= Recorded data =
** begin **

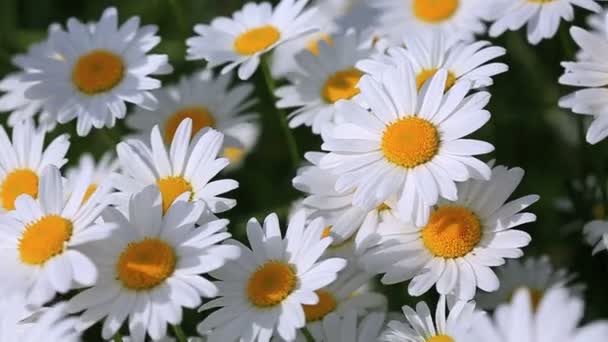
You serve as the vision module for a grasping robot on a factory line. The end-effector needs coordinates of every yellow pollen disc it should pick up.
[414,0,460,23]
[72,50,125,95]
[222,146,245,164]
[382,116,440,168]
[116,238,176,290]
[247,261,296,308]
[306,34,334,56]
[165,106,215,143]
[321,68,363,103]
[426,335,454,342]
[234,25,281,55]
[19,215,73,265]
[416,69,456,91]
[422,206,481,258]
[302,290,338,322]
[156,176,192,214]
[0,169,38,210]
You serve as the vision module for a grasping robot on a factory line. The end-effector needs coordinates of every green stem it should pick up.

** end **

= Short task =
Write out all the entries again, switching "factory line" to "packaging line" wherever it occurs and changing nothing else. Leave the pictures out.

= Task result =
You serve as the vision module for a grasping robot on a packaging line. The end-effector needs coordinates of every yellow pollen disc it should pick up.
[414,0,460,23]
[72,50,125,95]
[222,146,245,164]
[382,116,440,168]
[116,238,176,290]
[247,261,296,308]
[306,34,334,56]
[165,106,215,143]
[321,68,363,103]
[426,335,454,342]
[234,25,281,55]
[19,215,73,265]
[416,69,456,91]
[422,206,481,258]
[302,290,338,322]
[156,176,192,214]
[0,169,38,210]
You serve as the vision module for a grasping robot on a packaging line. The end-effector needs coordinates of every green stem it should pick up.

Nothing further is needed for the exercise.